■ BRIEF ■
The copy you produce must hold every record exactly, and none of the images.
====
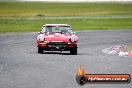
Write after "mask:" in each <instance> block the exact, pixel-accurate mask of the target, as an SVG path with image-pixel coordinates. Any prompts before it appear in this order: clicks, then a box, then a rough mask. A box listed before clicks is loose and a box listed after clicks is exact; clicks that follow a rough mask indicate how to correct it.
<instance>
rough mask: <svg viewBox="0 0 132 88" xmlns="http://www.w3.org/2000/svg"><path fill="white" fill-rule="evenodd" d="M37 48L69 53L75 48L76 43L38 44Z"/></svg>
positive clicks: (75, 45) (43, 43)
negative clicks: (39, 47) (42, 48)
mask: <svg viewBox="0 0 132 88" xmlns="http://www.w3.org/2000/svg"><path fill="white" fill-rule="evenodd" d="M38 46H39V47H41V48H43V49H44V50H46V51H69V50H71V49H73V48H77V44H76V43H64V42H63V43H44V42H43V43H38Z"/></svg>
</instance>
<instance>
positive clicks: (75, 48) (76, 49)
mask: <svg viewBox="0 0 132 88" xmlns="http://www.w3.org/2000/svg"><path fill="white" fill-rule="evenodd" d="M70 54H71V55H77V47H76V48H73V49H71V50H70Z"/></svg>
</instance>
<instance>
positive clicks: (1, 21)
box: [0, 2, 132, 33]
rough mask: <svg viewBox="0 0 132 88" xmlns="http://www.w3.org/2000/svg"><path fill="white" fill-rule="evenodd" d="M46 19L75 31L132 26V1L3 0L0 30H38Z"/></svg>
mask: <svg viewBox="0 0 132 88" xmlns="http://www.w3.org/2000/svg"><path fill="white" fill-rule="evenodd" d="M50 17H51V18H50ZM61 17H62V18H61ZM63 17H67V18H63ZM74 17H75V18H74ZM46 23H67V24H70V25H71V26H72V27H73V30H74V31H78V30H108V29H132V3H40V2H0V26H1V27H0V33H4V32H31V31H32V32H33V31H39V30H40V29H41V26H42V25H43V24H46Z"/></svg>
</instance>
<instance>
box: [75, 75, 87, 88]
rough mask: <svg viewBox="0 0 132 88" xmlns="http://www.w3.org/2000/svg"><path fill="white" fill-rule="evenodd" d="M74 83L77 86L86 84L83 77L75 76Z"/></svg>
mask: <svg viewBox="0 0 132 88" xmlns="http://www.w3.org/2000/svg"><path fill="white" fill-rule="evenodd" d="M76 81H77V83H78V84H79V85H81V86H82V85H84V84H85V83H86V78H85V77H83V76H76Z"/></svg>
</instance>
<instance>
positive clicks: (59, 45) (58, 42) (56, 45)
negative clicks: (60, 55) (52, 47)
mask: <svg viewBox="0 0 132 88" xmlns="http://www.w3.org/2000/svg"><path fill="white" fill-rule="evenodd" d="M67 44H68V43H67V42H49V43H48V45H54V46H65V45H67Z"/></svg>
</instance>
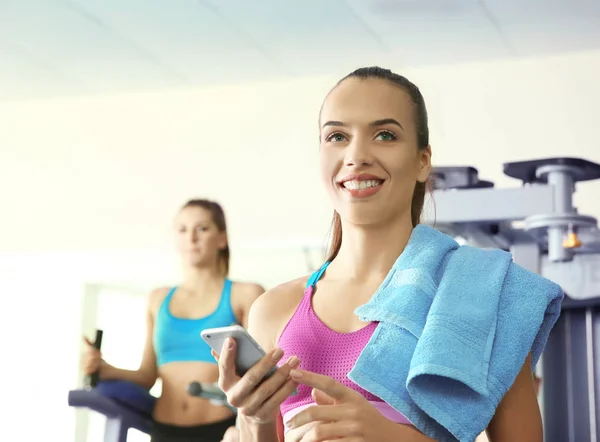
====
■ TASK RESPONSE ■
Write after "mask:" in each <instance> block the exact, pixel-accurate mask of the target, as an SVG path with image-pixel coordinates. Any prompts before it appear in this order: clicks, then a box, then a rough mask. A box listed before clicks is loose and a box listed after clicks is exact; clicks that follow a rough mask indicate how to correct it.
<instance>
rough mask: <svg viewBox="0 0 132 88" xmlns="http://www.w3.org/2000/svg"><path fill="white" fill-rule="evenodd" d="M37 48L69 53L75 48L76 43L38 44Z"/></svg>
positive clicks: (75, 45) (43, 43)
negative clicks: (39, 47) (42, 48)
mask: <svg viewBox="0 0 132 88" xmlns="http://www.w3.org/2000/svg"><path fill="white" fill-rule="evenodd" d="M38 46H39V47H41V48H43V49H44V50H46V51H69V50H71V49H73V48H77V44H76V43H64V42H63V43H44V42H43V43H38Z"/></svg>
</instance>
<instance>
positive clicks: (75, 48) (76, 49)
mask: <svg viewBox="0 0 132 88" xmlns="http://www.w3.org/2000/svg"><path fill="white" fill-rule="evenodd" d="M70 54H71V55H77V47H76V48H73V49H71V50H70Z"/></svg>
</instance>
<instance>
positive clicks: (1, 21)
box: [0, 2, 132, 33]
rough mask: <svg viewBox="0 0 132 88" xmlns="http://www.w3.org/2000/svg"><path fill="white" fill-rule="evenodd" d="M46 19L75 31L132 26V1L3 0L0 30H38Z"/></svg>
mask: <svg viewBox="0 0 132 88" xmlns="http://www.w3.org/2000/svg"><path fill="white" fill-rule="evenodd" d="M50 17H51V18H50ZM61 17H62V18H61ZM63 17H67V18H63ZM74 17H75V18H74ZM46 23H67V24H70V25H71V26H72V27H73V30H74V31H78V30H108V29H132V3H40V2H0V26H1V27H0V33H4V32H31V31H32V32H33V31H39V30H40V29H41V26H42V25H43V24H46Z"/></svg>
</instance>
<instance>
box: [75, 75, 87, 88]
rough mask: <svg viewBox="0 0 132 88" xmlns="http://www.w3.org/2000/svg"><path fill="white" fill-rule="evenodd" d="M74 83L77 86L86 84L83 77L75 76Z"/></svg>
mask: <svg viewBox="0 0 132 88" xmlns="http://www.w3.org/2000/svg"><path fill="white" fill-rule="evenodd" d="M76 81H77V83H78V84H79V85H81V86H82V85H84V84H85V83H86V78H85V77H83V76H76Z"/></svg>
</instance>
<instance>
positive clicks: (59, 45) (58, 42) (56, 45)
negative clicks: (60, 55) (52, 47)
mask: <svg viewBox="0 0 132 88" xmlns="http://www.w3.org/2000/svg"><path fill="white" fill-rule="evenodd" d="M67 44H68V43H67V42H49V43H48V45H54V46H65V45H67Z"/></svg>
</instance>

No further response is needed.